* **Material shown**:
--------------------------------------------------

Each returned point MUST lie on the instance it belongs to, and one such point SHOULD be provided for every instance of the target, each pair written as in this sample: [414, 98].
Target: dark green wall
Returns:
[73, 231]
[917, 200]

--------------------------------------------------

* **Problem to solve**:
Copy the items above, changing "wall" to "door" and leaving everything else untouched.

* **Solved exercise**:
Each returned point MUST lie on the instance it belongs to, and one such point SHOULD be provided for every instance of the target, each pair written as in this sample: [414, 98].
Target: dark green door
Returns:
[73, 231]
[917, 200]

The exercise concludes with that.